_WRITTEN TASK_:
Pick out every line below that contains the word "flower" and copy each one. Case counts.

_RECORDS PROVIDED_:
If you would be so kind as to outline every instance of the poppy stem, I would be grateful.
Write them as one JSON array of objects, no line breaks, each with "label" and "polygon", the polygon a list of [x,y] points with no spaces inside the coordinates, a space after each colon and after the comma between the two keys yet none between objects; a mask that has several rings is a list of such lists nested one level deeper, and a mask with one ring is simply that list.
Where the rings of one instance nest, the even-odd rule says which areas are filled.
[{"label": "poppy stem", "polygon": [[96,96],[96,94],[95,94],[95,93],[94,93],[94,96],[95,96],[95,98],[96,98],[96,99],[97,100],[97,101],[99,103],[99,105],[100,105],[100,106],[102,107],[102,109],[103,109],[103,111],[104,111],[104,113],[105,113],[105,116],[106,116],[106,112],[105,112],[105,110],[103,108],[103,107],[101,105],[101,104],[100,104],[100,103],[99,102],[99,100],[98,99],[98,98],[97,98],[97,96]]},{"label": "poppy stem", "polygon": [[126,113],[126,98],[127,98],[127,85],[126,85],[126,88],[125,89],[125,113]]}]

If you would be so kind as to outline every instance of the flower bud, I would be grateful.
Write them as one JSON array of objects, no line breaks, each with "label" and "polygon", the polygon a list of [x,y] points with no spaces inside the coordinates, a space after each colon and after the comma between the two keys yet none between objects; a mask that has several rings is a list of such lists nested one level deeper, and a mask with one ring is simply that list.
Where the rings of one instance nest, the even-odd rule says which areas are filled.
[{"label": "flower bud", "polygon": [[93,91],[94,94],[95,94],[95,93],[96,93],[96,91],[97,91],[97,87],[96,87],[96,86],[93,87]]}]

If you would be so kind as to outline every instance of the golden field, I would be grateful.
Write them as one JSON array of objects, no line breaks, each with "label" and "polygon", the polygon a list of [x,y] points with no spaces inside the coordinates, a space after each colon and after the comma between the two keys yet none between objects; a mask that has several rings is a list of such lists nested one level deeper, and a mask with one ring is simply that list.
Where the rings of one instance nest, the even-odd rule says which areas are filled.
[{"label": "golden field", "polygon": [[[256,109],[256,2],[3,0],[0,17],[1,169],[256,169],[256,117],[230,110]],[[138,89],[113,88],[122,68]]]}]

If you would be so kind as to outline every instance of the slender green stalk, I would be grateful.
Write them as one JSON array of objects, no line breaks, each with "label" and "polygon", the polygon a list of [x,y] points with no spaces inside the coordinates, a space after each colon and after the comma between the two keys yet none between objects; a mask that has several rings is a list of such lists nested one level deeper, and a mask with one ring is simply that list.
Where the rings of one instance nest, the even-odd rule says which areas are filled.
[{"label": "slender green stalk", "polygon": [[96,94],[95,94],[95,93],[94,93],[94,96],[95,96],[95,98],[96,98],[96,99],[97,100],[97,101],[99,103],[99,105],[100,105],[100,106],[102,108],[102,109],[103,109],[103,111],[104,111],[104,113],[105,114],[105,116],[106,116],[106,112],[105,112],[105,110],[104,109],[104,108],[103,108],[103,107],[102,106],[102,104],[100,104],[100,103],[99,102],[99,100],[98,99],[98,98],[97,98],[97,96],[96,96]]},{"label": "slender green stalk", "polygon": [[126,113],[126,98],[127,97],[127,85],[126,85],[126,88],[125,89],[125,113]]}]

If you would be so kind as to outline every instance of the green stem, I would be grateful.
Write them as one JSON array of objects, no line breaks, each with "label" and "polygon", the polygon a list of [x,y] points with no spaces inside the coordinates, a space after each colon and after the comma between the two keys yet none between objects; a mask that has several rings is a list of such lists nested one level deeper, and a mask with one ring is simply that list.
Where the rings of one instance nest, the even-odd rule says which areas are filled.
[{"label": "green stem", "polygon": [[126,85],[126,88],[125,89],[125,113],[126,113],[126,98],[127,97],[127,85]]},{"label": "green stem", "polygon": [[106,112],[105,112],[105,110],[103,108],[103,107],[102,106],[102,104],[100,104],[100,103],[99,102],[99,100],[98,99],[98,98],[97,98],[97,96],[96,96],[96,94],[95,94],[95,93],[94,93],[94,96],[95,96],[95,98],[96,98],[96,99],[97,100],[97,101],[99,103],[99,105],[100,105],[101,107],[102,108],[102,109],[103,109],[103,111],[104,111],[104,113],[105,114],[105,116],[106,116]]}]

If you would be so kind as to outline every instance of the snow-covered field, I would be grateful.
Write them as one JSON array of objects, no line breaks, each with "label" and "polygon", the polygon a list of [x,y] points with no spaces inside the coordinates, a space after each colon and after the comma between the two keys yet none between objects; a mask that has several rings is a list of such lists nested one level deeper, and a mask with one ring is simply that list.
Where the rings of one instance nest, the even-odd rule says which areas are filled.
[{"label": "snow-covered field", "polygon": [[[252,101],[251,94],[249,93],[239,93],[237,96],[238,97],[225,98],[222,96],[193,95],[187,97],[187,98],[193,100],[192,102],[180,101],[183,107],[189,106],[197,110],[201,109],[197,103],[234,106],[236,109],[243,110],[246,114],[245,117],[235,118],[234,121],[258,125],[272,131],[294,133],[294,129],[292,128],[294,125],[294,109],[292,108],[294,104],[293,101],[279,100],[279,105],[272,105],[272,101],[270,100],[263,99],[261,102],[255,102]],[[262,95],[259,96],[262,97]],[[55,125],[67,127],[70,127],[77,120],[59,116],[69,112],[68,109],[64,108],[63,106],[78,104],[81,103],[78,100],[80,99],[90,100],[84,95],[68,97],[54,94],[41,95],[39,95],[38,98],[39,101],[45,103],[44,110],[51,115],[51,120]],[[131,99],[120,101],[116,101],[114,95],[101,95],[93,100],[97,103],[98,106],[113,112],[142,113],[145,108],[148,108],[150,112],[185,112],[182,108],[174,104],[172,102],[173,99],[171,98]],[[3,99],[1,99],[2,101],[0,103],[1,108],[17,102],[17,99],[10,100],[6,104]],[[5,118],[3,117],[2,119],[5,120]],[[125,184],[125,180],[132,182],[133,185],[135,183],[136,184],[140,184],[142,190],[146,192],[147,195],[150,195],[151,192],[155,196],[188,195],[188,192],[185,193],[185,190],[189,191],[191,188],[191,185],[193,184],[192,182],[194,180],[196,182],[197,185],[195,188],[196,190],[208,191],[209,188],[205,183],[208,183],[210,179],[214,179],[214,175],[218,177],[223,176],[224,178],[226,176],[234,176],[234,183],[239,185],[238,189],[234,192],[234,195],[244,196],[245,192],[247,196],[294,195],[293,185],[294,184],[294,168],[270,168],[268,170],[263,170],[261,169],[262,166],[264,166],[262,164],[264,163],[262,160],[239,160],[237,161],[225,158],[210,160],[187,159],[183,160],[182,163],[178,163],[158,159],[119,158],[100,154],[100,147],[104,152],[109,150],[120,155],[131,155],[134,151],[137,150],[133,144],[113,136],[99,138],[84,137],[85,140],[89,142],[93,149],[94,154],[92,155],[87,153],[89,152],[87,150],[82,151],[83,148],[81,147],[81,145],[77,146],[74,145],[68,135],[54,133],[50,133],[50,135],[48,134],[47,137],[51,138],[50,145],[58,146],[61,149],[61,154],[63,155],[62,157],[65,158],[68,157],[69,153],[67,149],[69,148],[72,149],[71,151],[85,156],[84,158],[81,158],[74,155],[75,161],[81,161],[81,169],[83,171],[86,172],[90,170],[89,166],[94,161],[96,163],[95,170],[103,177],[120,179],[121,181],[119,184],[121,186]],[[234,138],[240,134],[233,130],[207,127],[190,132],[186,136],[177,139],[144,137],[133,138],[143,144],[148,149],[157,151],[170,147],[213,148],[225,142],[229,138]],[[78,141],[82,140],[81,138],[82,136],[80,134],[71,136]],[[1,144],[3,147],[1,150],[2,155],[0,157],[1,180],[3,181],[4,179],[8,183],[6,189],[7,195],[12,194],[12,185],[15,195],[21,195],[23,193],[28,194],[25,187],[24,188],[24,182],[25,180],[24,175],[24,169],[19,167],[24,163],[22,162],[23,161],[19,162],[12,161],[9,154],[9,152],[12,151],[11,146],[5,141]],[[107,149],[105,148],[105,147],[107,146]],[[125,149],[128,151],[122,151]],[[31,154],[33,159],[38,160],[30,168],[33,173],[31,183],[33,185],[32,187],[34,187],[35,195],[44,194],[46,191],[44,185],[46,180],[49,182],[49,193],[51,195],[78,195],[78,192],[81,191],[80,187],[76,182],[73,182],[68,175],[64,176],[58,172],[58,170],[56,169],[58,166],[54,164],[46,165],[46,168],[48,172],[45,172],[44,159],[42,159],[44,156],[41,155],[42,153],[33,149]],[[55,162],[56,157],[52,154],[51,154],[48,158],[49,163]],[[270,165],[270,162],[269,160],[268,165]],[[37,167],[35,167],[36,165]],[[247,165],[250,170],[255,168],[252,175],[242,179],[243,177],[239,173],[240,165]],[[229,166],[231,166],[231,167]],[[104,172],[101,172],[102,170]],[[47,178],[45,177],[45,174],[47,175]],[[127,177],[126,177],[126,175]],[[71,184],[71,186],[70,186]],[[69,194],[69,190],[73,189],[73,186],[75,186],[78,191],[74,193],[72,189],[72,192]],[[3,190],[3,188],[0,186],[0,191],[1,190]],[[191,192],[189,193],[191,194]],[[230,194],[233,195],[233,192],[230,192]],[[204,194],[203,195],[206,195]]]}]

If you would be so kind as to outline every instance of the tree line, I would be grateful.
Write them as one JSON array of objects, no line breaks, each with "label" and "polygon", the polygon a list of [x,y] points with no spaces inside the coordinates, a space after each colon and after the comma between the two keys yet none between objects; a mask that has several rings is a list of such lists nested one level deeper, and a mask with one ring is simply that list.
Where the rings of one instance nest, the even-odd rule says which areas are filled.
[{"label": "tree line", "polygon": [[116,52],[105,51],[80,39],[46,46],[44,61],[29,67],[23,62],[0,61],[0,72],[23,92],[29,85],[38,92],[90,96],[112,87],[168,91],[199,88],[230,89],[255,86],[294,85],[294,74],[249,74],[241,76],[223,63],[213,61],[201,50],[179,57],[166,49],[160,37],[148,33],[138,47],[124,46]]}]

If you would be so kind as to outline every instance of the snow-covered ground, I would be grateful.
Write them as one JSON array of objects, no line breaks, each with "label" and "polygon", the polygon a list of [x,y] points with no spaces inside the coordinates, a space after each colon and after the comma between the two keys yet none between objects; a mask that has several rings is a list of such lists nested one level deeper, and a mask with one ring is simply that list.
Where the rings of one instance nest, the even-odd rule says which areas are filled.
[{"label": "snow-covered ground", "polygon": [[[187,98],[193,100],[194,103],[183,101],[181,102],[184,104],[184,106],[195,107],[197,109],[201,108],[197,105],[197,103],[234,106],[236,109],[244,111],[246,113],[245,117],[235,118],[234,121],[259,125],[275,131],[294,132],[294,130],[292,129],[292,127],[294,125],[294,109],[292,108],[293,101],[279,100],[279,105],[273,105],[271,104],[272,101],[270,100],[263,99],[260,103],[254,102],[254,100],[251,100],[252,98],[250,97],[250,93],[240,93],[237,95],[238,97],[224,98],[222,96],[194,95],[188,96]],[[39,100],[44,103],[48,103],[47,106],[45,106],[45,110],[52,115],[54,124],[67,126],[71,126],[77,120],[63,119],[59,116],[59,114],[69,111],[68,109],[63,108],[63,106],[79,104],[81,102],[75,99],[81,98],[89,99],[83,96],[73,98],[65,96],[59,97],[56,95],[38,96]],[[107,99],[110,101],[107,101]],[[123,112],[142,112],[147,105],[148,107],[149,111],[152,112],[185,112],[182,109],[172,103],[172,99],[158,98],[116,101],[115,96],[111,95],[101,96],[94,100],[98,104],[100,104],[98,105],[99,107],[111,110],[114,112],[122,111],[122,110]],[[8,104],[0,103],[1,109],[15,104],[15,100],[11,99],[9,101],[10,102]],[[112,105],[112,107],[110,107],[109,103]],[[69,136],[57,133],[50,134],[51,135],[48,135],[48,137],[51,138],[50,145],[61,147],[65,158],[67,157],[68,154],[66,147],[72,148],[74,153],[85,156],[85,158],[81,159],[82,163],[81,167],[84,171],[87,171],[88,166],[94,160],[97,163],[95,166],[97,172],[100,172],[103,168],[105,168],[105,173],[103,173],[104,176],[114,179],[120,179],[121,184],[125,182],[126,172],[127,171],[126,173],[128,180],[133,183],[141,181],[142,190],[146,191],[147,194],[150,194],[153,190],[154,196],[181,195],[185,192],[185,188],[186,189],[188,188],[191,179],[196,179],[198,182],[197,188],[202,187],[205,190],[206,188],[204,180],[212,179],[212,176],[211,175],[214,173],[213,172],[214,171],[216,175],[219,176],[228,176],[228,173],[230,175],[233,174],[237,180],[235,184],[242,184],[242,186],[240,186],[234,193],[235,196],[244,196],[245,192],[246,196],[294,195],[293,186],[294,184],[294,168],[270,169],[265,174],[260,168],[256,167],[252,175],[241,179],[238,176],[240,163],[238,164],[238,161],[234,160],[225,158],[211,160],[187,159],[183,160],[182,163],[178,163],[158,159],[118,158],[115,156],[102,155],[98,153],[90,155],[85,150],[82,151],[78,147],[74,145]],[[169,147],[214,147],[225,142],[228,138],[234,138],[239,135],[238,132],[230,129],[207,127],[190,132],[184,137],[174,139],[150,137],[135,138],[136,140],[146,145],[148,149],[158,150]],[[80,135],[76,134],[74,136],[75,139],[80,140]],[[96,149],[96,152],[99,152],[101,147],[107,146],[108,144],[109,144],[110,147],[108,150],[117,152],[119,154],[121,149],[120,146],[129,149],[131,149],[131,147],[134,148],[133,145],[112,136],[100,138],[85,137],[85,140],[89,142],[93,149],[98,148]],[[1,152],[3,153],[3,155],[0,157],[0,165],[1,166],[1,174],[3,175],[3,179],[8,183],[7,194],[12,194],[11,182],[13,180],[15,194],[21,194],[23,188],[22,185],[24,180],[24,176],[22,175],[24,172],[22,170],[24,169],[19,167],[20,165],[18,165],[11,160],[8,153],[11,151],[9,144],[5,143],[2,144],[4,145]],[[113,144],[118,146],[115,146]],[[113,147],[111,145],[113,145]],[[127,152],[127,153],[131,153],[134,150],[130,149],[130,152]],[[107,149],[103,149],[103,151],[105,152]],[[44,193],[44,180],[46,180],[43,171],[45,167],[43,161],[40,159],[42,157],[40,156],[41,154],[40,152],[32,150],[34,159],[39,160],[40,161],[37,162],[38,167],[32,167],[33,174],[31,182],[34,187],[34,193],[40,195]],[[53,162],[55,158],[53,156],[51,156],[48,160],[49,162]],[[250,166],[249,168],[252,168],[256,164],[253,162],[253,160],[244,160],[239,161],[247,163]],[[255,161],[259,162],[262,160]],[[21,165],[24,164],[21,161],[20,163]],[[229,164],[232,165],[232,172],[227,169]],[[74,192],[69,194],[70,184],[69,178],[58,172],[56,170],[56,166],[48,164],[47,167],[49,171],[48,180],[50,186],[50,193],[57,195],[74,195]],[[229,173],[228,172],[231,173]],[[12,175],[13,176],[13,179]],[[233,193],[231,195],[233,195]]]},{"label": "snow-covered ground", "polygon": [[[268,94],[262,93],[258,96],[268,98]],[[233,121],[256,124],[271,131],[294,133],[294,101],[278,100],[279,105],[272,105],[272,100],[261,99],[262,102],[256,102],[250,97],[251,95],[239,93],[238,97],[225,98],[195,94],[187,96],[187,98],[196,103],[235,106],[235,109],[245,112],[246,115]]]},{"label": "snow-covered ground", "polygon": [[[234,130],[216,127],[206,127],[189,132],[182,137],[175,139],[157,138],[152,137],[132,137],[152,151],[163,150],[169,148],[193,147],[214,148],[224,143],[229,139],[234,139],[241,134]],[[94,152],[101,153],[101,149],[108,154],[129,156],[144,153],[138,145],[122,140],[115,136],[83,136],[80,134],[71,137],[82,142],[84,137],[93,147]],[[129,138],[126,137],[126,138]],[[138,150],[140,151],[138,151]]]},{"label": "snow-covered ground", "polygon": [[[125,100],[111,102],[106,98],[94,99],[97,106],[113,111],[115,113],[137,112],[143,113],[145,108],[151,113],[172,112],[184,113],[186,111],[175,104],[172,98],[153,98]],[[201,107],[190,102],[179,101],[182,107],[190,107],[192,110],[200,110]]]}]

_WRITTEN REPLY_:
If you would be so kind as to outline every instance of the flower bud, I would be grateful.
[{"label": "flower bud", "polygon": [[93,91],[94,94],[95,94],[95,93],[96,93],[96,91],[97,91],[97,87],[96,87],[96,86],[93,87]]}]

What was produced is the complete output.